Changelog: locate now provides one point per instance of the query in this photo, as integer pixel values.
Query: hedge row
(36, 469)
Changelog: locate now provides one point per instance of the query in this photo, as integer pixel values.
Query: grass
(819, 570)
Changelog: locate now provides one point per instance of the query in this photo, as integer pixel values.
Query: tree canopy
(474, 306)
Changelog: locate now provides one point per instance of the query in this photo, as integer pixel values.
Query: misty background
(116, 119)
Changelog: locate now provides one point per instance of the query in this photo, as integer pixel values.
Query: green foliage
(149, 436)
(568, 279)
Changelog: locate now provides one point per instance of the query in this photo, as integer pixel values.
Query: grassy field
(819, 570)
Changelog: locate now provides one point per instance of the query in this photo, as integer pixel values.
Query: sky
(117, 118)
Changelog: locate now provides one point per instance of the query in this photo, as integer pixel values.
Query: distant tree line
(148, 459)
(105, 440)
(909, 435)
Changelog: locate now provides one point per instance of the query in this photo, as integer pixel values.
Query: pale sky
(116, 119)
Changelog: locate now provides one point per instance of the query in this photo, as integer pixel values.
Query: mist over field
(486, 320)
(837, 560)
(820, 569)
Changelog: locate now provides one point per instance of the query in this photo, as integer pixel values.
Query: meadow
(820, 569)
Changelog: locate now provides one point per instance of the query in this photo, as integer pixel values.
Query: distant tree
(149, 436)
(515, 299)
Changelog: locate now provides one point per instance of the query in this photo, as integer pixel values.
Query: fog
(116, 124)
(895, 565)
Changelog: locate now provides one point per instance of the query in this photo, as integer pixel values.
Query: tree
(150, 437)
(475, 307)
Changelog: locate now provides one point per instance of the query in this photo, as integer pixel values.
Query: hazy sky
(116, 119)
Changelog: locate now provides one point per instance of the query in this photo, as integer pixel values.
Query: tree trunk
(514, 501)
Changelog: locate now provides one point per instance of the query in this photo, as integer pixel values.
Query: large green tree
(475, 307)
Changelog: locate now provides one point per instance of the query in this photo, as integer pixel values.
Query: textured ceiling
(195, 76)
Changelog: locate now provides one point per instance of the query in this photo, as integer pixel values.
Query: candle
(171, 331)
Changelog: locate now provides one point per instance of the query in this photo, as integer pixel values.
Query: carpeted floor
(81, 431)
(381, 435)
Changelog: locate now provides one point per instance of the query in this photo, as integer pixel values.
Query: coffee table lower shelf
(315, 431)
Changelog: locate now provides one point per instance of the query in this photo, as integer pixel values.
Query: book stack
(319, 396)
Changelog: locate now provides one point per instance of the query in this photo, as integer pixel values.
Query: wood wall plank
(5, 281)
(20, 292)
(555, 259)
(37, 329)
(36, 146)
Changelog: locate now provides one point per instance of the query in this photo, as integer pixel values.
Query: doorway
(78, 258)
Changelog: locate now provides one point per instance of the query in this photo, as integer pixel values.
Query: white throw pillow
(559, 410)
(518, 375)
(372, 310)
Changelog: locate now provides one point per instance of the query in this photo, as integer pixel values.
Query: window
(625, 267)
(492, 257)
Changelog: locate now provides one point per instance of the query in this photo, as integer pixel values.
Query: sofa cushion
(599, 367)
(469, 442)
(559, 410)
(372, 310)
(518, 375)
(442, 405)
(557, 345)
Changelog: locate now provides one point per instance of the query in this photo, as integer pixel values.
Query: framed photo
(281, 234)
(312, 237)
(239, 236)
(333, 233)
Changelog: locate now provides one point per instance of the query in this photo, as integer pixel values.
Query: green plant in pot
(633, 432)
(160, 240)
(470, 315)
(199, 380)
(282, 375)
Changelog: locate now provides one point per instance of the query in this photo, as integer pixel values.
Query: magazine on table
+ + + +
**YOUR TASK:**
Retype the material in full. Keep every character as it is.

**RESULT OF THIS TASK:**
Changelog: locate now provides one point per instance of the query in this photo, as integer pixel values.
Query: hedge row
(36, 469)
Changelog: locate now provides one point per instance of the query in this photo, as integer pixel values.
Query: grass
(819, 570)
Changelog: locate now provides one point per instance of the query in this photo, as integer pixel values.
Query: tree canopy
(474, 306)
Changelog: locate now provides one point per instance of the query in this photo, as integer pixel values.
Query: misty background
(116, 119)
Changelog: locate now provides one point per instance of the query in this photo, as integer pixel values.
Query: green foliage
(149, 436)
(568, 279)
Changelog: locate now provides one point per instance of the query in this photo, as integer pixel values.
Query: grassy field
(819, 570)
Changelog: locate now provides one point per instance of the query in this photo, as integer pixel values.
Query: sky
(117, 118)
Changelog: locate now provides one point per instance of the query in this photo, as integer pixel values.
Query: distant tree line
(148, 459)
(105, 440)
(909, 435)
Changelog: locate now provides one point per instance of the query in this photo, as integer pixel values.
Query: pale sky
(116, 119)
Changelog: locate now provides one point per instance of the query in this photo, as integer pixel values.
Query: mist over field
(486, 320)
(837, 560)
(820, 569)
Changelog: locate now provides one point per instance of the query in this photo, as integer pixel values.
Query: meadow
(820, 569)
Changelog: locate now provides one point per instance of the query in this photo, as integer pixel values.
Query: distant tree
(149, 436)
(515, 299)
Changelog: locate now provides one point per instance of the query in this photo, as integer pixel values.
Query: fog
(116, 124)
(895, 565)
Changelog: locate now provides one point per instance of the query in this photo, as integer pixel values.
Query: tree
(150, 437)
(475, 307)
Changelog: locate now provides one point per instance of the query in this photo, as integer pixel values.
Query: hazy sky
(116, 119)
Changelog: locate now provides one point per instance of the query in this photo, as integer pixel values.
Query: tree trunk
(514, 501)
Changelog: locate now provides one point per instance of the query in this photo, as integer pixel values.
Query: large green tree
(475, 307)
Changelog: locate now provides one point per instance of the query in this photo, as integer pixel values.
Query: textured ceiling
(195, 76)
Changelog: locate now provides one point per instance of the query in this photo, as integer pixel values.
Query: candle
(171, 331)
Changelog: locate now provides one point per instance of the query in this photo, as integer pixel values.
Query: carpeted floor
(81, 431)
(381, 435)
Changelog: locate now provides one point per instance of the query in this photo, as integer pixel values.
Query: coffee table lower shelf
(315, 431)
Changelog: locate now provides one point per instance of the query in this photo, as integer pixel values.
Query: book stack
(319, 396)
Changelog: locate now provides one point per instance of the query in this photo, as integer pixel values.
Query: wood wall plank
(5, 281)
(20, 292)
(555, 259)
(37, 329)
(36, 146)
Changelog: locate now provides one point per instance of the query in this photo, as integer pixel values.
Query: doorway
(78, 258)
Changelog: locate now provides one point per instance of the query in this photo, as integer pixel values.
Query: white throw pillow
(559, 410)
(518, 375)
(372, 310)
Changelog: locate now provides one point per instance of the query in this photo, as integer pixel values.
Query: window
(625, 267)
(492, 257)
Changelog: locate now provides one point per instance of the query in this photo, as integer pixel values.
Query: sofa cushion
(599, 367)
(469, 442)
(559, 410)
(372, 310)
(518, 375)
(442, 405)
(557, 345)
Changelog: locate now provides one point per instance of the query in this photo, as integer pixel values.
Query: framed photo
(281, 234)
(312, 237)
(239, 236)
(333, 233)
Changelog: locate now provides one point per instance of the query in this photo, as integer pixel values.
Query: green plant in pot
(633, 432)
(160, 240)
(470, 315)
(199, 380)
(282, 375)
Changelog: locate now provides one point per instance of the query in this photo, as integer pixel values.
Query: magazine on table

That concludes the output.